* _Problem set_:
1) Set down, word for word, everything in the blog post on traditions and learning from "Traditions and Experential" down to "new learning altogether.".
2) Resume the blog post on traditions and learning, writing on from its final sentence.

— START Given text —

Wednesday, February 25, 2015

Traditions and Experential Learning. When Should We Break Traditions?

I only made it to page 3 of this week's chapter, Experience and Learning, to find resonance and meaning.  According to Dewey and Knowles, experience is at the heart of adult learning but can also serve as a barrier to new learning (Merriam & Bierema, 2014). Upon reading this, I began to consider how our own good or bad educational experiences effect new learning.  For example, individuals who have positive past learning experiences tend to want to reproduce that learning environment in new learning opportunities.  Conversely, individuals who have negative past learning experiences tend to stray away from that learning environment and may change the way they learn when learning something new. However, bad past learning experiences may serve as a barrier for new learning altogether.

Let's face it, by the time one becomes an adult learner many habits, biases, and perceptions have developed which could stall or motivate us in learning new and alternative ways of thinking.  Chances are that the development of these learning habits were passed onto us by our individual learning mentors and environment.  Based upon this thought, we are all products of an educational system filled with educational traditions.  Tradition can be described as the transmission of an established way of thinking, feeling, or doing and is rooted in experience. Traditions are important to many people, organizations, and communities because they provide familiarity, security, and a way of doing things. Sometimes though, traditions paralyze us from exploring new experiences. Therefore, how do we determine which educational traditions serve our purpose and which ones inhibit us from moving forward?  Educational leaders and instructors struggle with traditions and how to implement change.

— END Given text —
— START Dataset entries —

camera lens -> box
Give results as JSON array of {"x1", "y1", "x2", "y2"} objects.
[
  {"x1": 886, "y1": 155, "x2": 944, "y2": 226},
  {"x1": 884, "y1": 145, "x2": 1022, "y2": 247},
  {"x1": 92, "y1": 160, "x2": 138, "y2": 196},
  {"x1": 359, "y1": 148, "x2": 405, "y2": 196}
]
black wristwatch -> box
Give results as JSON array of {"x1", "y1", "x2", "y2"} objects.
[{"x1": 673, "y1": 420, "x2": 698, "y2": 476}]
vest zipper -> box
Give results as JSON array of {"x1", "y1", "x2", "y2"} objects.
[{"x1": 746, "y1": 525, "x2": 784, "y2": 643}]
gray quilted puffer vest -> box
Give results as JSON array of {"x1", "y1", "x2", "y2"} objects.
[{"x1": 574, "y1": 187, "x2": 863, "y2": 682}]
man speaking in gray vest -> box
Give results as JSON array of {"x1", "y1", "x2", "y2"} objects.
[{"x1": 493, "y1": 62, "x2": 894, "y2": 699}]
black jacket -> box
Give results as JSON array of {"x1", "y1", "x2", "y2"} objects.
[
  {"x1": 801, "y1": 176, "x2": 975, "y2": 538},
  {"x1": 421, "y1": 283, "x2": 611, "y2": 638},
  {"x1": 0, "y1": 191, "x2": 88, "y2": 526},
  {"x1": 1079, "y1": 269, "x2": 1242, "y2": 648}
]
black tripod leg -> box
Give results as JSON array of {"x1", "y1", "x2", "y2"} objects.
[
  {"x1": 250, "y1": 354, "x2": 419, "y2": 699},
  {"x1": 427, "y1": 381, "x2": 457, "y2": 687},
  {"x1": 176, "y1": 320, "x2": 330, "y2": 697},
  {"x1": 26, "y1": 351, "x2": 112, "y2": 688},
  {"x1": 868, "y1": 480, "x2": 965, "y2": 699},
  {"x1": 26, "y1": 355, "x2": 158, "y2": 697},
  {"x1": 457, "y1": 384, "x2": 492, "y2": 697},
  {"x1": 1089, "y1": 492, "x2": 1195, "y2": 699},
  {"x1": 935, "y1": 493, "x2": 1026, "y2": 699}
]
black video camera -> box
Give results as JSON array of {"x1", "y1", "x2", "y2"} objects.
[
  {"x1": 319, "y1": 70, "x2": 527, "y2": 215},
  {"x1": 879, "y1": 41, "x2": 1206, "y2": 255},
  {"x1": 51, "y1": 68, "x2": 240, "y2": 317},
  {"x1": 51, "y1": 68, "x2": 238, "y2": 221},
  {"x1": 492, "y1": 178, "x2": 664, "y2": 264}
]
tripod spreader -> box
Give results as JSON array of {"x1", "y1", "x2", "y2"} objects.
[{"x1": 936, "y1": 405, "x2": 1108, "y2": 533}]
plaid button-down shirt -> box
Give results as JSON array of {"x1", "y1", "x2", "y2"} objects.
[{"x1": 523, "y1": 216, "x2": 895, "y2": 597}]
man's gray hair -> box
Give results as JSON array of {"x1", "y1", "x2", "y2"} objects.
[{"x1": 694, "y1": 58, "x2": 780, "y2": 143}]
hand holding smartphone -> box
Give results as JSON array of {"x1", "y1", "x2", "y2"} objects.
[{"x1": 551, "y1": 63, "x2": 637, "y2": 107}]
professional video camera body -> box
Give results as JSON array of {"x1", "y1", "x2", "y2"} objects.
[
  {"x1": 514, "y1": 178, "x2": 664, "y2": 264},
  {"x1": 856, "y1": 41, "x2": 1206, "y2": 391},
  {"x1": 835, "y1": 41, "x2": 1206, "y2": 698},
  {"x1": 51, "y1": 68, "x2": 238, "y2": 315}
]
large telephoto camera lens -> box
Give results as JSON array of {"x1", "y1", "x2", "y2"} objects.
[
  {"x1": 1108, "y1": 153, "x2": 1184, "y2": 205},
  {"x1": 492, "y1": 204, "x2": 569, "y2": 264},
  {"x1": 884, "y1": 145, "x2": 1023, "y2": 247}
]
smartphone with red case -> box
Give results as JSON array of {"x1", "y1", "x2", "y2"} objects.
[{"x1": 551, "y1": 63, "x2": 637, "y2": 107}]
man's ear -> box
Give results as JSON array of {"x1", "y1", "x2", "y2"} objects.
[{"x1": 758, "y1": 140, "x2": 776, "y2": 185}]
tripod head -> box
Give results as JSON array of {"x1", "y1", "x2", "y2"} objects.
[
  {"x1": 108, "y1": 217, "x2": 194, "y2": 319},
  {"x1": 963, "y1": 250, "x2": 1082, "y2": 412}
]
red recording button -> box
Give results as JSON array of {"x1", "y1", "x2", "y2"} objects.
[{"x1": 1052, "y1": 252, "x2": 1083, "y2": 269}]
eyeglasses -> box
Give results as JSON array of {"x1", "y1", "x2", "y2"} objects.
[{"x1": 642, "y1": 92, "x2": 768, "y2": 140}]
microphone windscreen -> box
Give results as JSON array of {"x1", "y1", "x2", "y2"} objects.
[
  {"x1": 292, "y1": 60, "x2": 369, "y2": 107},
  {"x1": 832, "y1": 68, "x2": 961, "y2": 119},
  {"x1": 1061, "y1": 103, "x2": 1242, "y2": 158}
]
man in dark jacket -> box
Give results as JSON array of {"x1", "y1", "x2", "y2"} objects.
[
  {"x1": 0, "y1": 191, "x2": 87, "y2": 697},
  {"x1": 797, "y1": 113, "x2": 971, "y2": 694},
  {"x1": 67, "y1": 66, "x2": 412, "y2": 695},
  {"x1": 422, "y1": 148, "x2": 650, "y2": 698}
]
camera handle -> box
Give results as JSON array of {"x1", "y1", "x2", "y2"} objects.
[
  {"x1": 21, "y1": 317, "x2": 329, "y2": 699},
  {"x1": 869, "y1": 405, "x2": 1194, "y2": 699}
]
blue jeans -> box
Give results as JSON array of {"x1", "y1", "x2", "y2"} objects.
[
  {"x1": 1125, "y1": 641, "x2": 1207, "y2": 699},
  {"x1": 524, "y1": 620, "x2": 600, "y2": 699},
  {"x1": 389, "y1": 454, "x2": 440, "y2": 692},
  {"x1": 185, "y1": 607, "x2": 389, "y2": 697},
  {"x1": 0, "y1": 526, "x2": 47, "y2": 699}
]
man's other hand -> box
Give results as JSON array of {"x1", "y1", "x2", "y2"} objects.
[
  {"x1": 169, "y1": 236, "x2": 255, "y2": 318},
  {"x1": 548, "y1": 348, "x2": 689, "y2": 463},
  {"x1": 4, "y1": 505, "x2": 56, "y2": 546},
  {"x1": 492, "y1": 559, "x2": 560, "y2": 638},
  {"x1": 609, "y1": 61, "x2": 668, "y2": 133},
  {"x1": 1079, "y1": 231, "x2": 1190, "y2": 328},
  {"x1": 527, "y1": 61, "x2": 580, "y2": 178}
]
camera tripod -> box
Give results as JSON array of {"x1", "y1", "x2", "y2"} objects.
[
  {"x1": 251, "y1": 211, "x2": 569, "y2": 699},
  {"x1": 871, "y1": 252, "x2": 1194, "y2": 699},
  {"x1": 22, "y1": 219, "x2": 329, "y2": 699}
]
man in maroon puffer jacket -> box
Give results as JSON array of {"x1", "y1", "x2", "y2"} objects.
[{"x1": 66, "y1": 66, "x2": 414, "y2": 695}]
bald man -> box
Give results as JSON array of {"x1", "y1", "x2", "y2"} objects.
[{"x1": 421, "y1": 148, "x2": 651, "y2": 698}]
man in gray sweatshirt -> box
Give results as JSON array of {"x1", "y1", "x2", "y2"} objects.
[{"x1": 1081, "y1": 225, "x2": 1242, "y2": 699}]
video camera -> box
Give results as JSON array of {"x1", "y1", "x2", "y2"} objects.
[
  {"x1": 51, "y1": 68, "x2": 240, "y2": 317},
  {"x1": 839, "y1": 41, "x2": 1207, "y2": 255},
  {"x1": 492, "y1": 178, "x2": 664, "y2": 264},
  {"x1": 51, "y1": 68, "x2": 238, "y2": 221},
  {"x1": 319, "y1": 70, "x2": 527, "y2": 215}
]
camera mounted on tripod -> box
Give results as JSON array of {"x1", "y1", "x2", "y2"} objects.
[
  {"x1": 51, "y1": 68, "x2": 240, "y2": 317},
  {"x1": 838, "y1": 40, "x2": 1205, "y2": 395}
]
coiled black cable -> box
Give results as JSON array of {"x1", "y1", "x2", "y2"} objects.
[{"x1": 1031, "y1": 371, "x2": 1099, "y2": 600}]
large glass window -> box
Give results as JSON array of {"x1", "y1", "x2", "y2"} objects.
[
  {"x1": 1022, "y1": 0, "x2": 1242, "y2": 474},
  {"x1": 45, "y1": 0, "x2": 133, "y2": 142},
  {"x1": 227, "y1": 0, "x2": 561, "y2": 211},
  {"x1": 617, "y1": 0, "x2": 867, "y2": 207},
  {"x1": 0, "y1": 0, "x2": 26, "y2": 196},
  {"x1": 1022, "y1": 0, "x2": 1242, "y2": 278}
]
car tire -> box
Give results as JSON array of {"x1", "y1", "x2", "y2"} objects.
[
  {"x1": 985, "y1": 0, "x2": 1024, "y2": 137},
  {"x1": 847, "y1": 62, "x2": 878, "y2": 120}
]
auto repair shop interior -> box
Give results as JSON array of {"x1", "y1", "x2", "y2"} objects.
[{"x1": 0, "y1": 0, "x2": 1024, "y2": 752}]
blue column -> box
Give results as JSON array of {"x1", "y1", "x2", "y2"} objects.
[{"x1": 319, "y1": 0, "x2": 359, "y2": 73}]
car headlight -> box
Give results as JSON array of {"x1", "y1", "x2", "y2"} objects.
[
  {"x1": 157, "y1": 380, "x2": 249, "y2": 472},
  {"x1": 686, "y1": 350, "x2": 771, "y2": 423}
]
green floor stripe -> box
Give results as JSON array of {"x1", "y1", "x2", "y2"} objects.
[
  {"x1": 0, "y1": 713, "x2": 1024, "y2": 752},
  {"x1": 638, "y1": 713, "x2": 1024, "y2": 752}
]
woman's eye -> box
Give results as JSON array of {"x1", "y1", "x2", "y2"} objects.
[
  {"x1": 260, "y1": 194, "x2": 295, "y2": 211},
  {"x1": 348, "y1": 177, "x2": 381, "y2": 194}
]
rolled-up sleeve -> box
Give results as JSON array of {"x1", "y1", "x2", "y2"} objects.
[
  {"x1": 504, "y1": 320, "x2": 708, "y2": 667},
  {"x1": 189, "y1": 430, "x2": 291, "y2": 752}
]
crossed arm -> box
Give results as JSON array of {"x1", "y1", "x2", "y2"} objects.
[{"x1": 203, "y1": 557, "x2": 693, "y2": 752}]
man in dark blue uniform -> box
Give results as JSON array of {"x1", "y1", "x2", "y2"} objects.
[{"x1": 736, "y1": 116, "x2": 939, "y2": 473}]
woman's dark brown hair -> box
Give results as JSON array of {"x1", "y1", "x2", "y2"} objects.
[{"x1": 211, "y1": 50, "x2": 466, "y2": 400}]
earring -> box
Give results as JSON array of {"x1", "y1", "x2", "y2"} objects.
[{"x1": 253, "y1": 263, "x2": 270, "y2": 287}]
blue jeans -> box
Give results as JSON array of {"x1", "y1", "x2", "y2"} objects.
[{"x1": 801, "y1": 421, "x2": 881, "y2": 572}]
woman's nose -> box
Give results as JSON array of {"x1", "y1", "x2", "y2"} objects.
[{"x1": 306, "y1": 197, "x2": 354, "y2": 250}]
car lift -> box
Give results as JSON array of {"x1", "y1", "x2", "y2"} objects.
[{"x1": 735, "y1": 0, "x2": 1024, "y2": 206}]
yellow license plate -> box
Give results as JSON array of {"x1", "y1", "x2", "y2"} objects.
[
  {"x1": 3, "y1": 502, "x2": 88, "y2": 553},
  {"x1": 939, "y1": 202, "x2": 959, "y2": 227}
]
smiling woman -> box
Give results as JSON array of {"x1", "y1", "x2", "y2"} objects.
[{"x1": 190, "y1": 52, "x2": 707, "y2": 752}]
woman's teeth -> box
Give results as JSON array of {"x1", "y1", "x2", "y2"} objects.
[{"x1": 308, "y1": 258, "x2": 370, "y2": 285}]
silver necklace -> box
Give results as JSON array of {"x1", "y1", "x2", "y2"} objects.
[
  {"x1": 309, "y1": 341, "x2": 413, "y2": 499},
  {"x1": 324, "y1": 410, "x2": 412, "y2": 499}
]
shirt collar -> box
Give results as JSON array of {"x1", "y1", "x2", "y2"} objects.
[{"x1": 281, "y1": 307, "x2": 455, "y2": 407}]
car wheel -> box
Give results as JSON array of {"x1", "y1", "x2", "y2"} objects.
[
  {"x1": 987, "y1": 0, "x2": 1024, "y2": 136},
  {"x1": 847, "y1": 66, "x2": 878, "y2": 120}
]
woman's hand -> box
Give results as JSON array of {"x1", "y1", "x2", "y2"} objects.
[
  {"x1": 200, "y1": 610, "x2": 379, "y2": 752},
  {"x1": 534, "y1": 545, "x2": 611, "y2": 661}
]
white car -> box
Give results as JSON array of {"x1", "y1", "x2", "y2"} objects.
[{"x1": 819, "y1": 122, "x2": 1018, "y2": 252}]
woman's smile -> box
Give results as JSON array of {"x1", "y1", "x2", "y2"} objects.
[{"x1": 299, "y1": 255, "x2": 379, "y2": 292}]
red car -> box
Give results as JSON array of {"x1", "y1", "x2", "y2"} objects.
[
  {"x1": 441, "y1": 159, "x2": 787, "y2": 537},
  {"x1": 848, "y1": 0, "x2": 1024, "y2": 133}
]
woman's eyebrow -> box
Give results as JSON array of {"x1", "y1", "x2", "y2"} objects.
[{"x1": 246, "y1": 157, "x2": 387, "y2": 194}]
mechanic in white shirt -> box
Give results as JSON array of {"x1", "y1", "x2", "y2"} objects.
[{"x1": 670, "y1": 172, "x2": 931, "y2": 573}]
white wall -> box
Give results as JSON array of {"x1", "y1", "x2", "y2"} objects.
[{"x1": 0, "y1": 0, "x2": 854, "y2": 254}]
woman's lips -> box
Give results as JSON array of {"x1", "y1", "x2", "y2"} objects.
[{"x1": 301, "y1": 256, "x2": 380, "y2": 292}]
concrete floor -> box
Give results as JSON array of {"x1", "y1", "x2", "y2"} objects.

— END Dataset entries —

* _Solved problems_:
1)
Traditions and Experential Learning. When Should We Break Traditions?

I only made it to page 3 of this week's chapter, Experience and Learning, to find resonance and meaning.  According to Dewey and Knowles, experience is at the heart of adult learning but can also serve as a barrier to new learning (Merriam & Bierema, 2014). Upon reading this, I began to consider how our own good or bad educational experiences effect new learning.  For example, individuals who have positive past learning experiences tend to want to reproduce that learning environment in new learning opportunities.  Conversely, individuals who have negative past learning experiences tend to stray away from that learning environment and may change the way they learn when learning something new. However, bad past learning experiences may serve as a barrier for new learning altogether.

2)
Since experience is the process of personally undergoing, observing, or encountering something, educational traditions can be changed.  How do we do that?  According to Lewins' organizational change theory, there are three steps to implement change in learning (2014).  First, one's previous learning must be unfrozen by introducing new information that reveals a discrepancy between past thinking and desired new thinking (2014). Secondly, the actual change in knowledge and thinking takes place and finally, the new learning is refrozen in the individual (2014). This process is similar to transformative learning in which a reflective experience and new knowledge emerges from questions about discrepancies between past and present situations.  Flipping the classroom, gamification, and the utilization of current technology are some examples of changing traditional lecture learning to new engaging learning methods.

While I believe traditions provide familiarity and security for many instructors and students, we cannot accomplish a desired educational culture  of self-directed, responsible, and engaged adult learners if we are not willing to create new traditions.

 References:

Merriam, S.B. and Bierema, L.L. (2014). Adult learning:  Linking theory and practice. San Francisco, CA:  Jossey-Bass.

2 comments:

  1. This blog post is a very interesting reflection on Experiential Learning. While usually experience helps us learn new things easier, and can therefore provide a good motivation for learning to take place, things can also go bad and therefore experience may not always be an aiding factor towards learning. Sometimes past experience can act as an inhibitor against acquiring new learning.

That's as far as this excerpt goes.